When you respond, restate each record exactly as it is given.

Start of Listed records

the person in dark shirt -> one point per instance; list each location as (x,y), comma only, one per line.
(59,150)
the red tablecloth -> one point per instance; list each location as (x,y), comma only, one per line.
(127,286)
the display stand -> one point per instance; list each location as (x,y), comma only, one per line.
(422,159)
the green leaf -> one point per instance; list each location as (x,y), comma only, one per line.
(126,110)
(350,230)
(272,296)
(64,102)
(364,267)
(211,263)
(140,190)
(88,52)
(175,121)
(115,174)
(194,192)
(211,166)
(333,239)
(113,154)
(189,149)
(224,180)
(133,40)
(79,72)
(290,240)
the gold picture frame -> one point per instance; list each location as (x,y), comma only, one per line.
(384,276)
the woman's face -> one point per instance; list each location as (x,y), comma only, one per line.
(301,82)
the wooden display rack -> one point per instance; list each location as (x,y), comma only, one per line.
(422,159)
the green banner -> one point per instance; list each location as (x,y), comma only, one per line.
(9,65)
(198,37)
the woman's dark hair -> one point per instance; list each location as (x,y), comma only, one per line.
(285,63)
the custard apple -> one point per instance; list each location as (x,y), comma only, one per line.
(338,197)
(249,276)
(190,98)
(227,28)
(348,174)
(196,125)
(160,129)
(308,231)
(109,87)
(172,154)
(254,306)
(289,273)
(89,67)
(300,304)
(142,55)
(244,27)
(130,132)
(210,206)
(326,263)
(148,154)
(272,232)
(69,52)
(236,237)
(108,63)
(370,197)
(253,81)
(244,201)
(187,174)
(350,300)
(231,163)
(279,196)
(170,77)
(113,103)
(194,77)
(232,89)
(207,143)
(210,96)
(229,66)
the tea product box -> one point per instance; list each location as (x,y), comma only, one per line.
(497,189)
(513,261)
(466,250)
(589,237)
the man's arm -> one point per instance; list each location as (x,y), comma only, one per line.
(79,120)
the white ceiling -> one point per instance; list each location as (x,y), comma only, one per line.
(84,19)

End of Listed records

Finished exercise –
the person in dark shirt -> one point per instance; list each location as (x,y), comma only, one per line.
(59,150)
the red tablecloth -> one point per instance; list each location as (x,y), comma only, one per line.
(127,286)
the display stand -> one point per instance; list each location as (x,y), comma only, one per line.
(422,159)
the green leaf -> one point per instance; list each location as (x,y), comma only, one per line.
(126,110)
(350,230)
(272,296)
(64,102)
(364,267)
(211,263)
(140,190)
(88,52)
(175,121)
(115,174)
(194,192)
(211,166)
(333,239)
(113,154)
(189,149)
(224,180)
(133,40)
(79,72)
(290,240)
the gold picture frame -> one point per instance; list each location as (x,y), comma only, one per line.
(384,276)
the woman's face -> one point per instance; list each location as (x,y), comma only, one per line.
(301,82)
the wooden display rack -> one point per instance; list each location as (x,y), comma only, one per line.
(422,159)
the green banner -> one point per instance; list each location as (x,y), comma only, one per line.
(9,65)
(198,37)
the woman's dark hair -> one point per instance; list each location as (x,y), comma only, one per line.
(285,63)
the custard apple -> one point per instance; list each location as (x,y), comma only, one per line.
(338,197)
(249,276)
(190,98)
(227,28)
(348,174)
(196,125)
(160,129)
(308,231)
(109,87)
(172,154)
(254,306)
(289,273)
(89,67)
(300,304)
(142,55)
(244,27)
(130,132)
(210,206)
(326,263)
(148,154)
(272,232)
(69,52)
(236,237)
(108,63)
(370,197)
(253,81)
(244,201)
(187,174)
(350,300)
(231,163)
(279,196)
(170,77)
(113,103)
(194,77)
(232,89)
(207,143)
(210,96)
(229,66)
the tea product box -> one point per instance; list each location as (x,y), comma only, one per line.
(497,189)
(513,261)
(466,250)
(589,237)
the man's arm -> one point per instance; list each location as (x,y), comma only, one per line.
(79,120)
the white ceiling -> one point per instance; list each location as (x,y), comma only, one per line.
(84,19)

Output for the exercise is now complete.